*PAGE EXCERPT*:
—————

When working with multi-layered applications, external libraries, a legacy code base or external APIs, we are often required to map between different objects or data structures.

In this tutorial, we will check out some Object Mapping libraries advanced features to simplify this task while saving development and maintenance time.

In our examples we will use the library ShapeShift. It's a light-weight object mapping library for Kotlin/Java with lots of cool features.

Auto Mapping

We will start with a bang. Auto mapping can and will save you lots of time and boiler-plate code. Some applications require manual mapping between objects, but most applications will save tons of time working on boring boiler-plate by just using this one feature. And it gets even better, with ShapeShift's default transformers we can even use automatic mapping between different data types.

Simple Mapping

Let's start with a simple example for auto mapping. We have our two objects, imagine they could also have tens, hundreds, or even thousands (for the crazy people here) of fields.

class User {
    var id: String = ""
    var name: String? = null
    var email: String? = null
    var phone: String? = null
}

class UserDTO {
    var id: String = ""

—————

*MATERIAL SHOWN*:

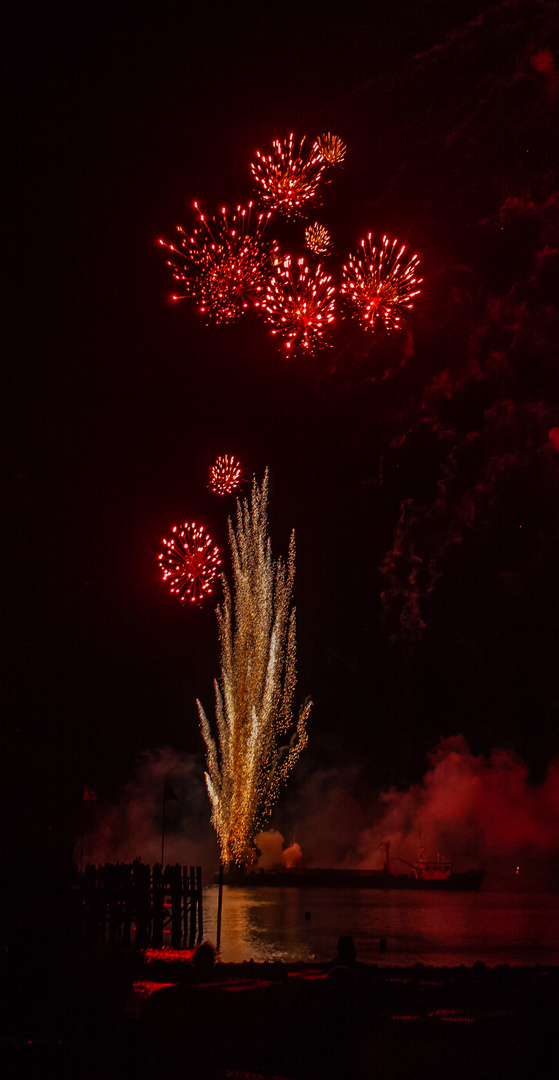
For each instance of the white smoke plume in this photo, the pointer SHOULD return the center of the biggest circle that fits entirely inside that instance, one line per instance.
(132, 827)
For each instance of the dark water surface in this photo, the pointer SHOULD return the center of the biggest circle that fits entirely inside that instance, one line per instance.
(435, 928)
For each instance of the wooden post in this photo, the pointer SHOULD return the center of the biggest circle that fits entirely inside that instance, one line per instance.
(219, 906)
(200, 912)
(157, 906)
(192, 891)
(175, 906)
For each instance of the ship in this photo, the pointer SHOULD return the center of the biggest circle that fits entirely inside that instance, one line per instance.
(434, 874)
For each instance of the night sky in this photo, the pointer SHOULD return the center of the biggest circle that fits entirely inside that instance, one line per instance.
(420, 471)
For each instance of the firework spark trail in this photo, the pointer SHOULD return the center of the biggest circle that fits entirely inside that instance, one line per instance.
(331, 148)
(223, 268)
(190, 562)
(317, 239)
(287, 183)
(225, 475)
(300, 307)
(254, 701)
(380, 284)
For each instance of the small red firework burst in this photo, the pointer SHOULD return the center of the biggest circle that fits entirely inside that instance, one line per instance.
(331, 148)
(190, 563)
(317, 239)
(226, 267)
(380, 284)
(225, 475)
(287, 181)
(300, 306)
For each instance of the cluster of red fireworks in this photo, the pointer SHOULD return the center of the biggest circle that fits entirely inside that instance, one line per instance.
(190, 561)
(229, 267)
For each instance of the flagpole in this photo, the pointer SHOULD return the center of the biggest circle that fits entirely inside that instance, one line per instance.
(219, 906)
(163, 831)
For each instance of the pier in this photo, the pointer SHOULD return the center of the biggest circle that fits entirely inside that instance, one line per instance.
(134, 905)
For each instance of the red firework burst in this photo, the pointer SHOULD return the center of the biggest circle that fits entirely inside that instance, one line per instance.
(380, 283)
(287, 181)
(190, 562)
(223, 267)
(225, 475)
(300, 306)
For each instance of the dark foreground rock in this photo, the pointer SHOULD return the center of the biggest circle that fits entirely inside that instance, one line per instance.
(124, 1018)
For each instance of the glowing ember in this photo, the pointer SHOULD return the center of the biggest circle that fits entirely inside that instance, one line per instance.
(190, 563)
(300, 306)
(331, 148)
(254, 701)
(225, 475)
(380, 283)
(225, 268)
(317, 239)
(287, 181)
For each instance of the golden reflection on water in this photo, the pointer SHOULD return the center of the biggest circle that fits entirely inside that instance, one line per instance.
(434, 928)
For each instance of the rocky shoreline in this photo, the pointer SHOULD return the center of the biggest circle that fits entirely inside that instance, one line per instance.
(132, 1017)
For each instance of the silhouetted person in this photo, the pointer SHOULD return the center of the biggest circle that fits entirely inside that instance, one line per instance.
(203, 961)
(346, 953)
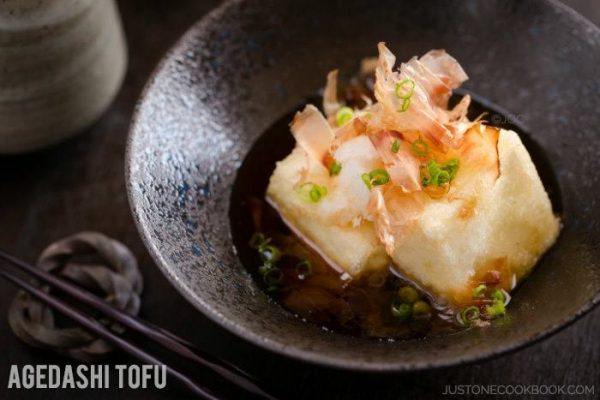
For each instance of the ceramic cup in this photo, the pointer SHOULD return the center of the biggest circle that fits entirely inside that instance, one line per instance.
(61, 64)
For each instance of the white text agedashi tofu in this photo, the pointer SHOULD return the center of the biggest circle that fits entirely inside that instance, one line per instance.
(407, 183)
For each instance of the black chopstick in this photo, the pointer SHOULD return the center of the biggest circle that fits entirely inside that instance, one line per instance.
(105, 333)
(161, 336)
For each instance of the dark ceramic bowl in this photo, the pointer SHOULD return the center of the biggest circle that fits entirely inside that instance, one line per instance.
(248, 63)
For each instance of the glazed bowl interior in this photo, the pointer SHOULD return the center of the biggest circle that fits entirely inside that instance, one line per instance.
(249, 62)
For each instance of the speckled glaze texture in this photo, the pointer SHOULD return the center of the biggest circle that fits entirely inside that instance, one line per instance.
(249, 62)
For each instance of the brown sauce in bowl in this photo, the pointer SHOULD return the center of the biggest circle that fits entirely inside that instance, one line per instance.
(323, 296)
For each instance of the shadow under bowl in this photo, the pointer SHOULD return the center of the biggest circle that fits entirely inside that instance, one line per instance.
(248, 63)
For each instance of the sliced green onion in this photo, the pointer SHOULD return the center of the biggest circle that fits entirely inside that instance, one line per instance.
(469, 314)
(496, 309)
(421, 308)
(451, 166)
(343, 115)
(408, 294)
(405, 89)
(405, 105)
(401, 311)
(497, 295)
(377, 177)
(335, 168)
(304, 269)
(312, 192)
(479, 290)
(269, 254)
(440, 174)
(420, 148)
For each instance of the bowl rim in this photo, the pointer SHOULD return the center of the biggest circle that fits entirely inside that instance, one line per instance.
(291, 351)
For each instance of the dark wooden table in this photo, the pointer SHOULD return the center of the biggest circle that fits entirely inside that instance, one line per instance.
(79, 185)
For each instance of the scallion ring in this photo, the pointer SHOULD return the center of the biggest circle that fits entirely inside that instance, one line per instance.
(335, 168)
(469, 314)
(405, 89)
(479, 290)
(269, 254)
(420, 148)
(343, 115)
(312, 192)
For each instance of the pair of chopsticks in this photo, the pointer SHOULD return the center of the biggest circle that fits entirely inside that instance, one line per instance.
(158, 335)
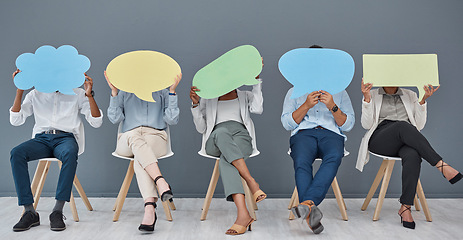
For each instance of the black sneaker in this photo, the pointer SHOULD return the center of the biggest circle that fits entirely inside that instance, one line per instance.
(56, 221)
(29, 219)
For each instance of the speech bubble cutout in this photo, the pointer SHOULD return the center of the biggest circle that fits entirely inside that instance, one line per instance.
(313, 69)
(50, 69)
(235, 68)
(401, 70)
(142, 72)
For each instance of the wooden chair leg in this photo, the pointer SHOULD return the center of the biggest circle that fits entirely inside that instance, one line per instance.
(249, 200)
(123, 192)
(375, 185)
(72, 204)
(172, 205)
(383, 190)
(424, 203)
(210, 190)
(165, 205)
(339, 198)
(37, 175)
(43, 176)
(417, 203)
(82, 194)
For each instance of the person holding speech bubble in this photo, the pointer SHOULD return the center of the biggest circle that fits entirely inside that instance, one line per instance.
(226, 124)
(58, 128)
(317, 121)
(393, 117)
(144, 138)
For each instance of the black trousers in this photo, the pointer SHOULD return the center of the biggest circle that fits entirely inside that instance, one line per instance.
(401, 139)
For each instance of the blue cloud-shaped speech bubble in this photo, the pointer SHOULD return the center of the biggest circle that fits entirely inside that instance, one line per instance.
(51, 69)
(313, 69)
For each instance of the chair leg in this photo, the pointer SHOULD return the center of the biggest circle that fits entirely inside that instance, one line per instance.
(249, 200)
(417, 203)
(123, 192)
(210, 190)
(165, 205)
(37, 175)
(383, 190)
(172, 205)
(38, 191)
(339, 199)
(82, 194)
(292, 203)
(375, 185)
(423, 201)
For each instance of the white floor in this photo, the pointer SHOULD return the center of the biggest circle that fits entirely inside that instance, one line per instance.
(272, 221)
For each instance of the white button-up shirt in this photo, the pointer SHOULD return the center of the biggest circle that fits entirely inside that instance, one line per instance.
(57, 111)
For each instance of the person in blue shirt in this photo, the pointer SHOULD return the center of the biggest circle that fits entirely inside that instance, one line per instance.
(142, 136)
(317, 121)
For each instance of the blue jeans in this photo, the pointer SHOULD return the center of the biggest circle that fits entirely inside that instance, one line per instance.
(62, 146)
(306, 146)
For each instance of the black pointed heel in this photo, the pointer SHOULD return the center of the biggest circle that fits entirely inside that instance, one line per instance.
(167, 195)
(455, 179)
(149, 228)
(406, 224)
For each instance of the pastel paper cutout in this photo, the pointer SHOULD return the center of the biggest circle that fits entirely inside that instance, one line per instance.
(401, 70)
(50, 69)
(143, 72)
(314, 69)
(237, 67)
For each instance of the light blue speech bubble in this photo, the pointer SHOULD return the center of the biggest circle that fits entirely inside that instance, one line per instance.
(313, 69)
(50, 69)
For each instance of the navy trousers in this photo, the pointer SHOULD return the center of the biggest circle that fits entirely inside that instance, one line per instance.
(306, 146)
(62, 146)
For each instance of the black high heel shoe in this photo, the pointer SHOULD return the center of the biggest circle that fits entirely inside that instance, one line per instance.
(167, 195)
(406, 224)
(149, 228)
(455, 179)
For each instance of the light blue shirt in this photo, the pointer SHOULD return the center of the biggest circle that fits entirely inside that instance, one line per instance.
(318, 115)
(135, 112)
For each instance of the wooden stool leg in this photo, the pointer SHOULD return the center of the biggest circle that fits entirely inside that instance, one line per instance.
(417, 204)
(72, 204)
(38, 174)
(383, 190)
(375, 185)
(339, 198)
(249, 200)
(123, 192)
(43, 176)
(165, 205)
(172, 205)
(82, 194)
(210, 190)
(424, 204)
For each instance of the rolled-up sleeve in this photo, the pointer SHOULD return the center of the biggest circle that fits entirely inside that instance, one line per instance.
(289, 106)
(95, 122)
(171, 110)
(346, 107)
(19, 118)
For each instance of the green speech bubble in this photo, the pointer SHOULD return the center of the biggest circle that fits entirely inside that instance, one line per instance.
(235, 68)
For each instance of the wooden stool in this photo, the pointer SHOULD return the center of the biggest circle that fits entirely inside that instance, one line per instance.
(251, 204)
(384, 173)
(39, 179)
(126, 185)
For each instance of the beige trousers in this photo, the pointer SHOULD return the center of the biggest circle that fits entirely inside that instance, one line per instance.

—————

*WHAT THIS EXERCISE ASKS*:
**1.** Answer each question about the object mapping tutorial on its own line:
(a) Which library does the tutorial use in its examples?
(b) For which languages is that library described as a light-weight object mapping library?
(c) What fields does the User class declare?
**2.** Can you repeat the object mapping tutorial word for word from "In this tutorial, we" to "different data types."?

*WRITTEN ANSWERS*:
**1.**
(a) ShapeShift
(b) Kotlin/Java
(c) id, name, email, and phone

**2.**
In this tutorial, we will check out some Object Mapping libraries advanced features to simplify this task while saving development and maintenance time.

In our examples we will use the library ShapeShift. It's a light-weight object mapping library for Kotlin/Java with lots of cool features.

Auto Mapping

We will start with a bang. Auto mapping can and will save you lots of time and boiler-plate code. Some applications require manual mapping between objects, but most applications will save tons of time working on boring boiler-plate by just using this one feature. And it gets even better, with ShapeShift's default transformers we can even use automatic mapping between different data types.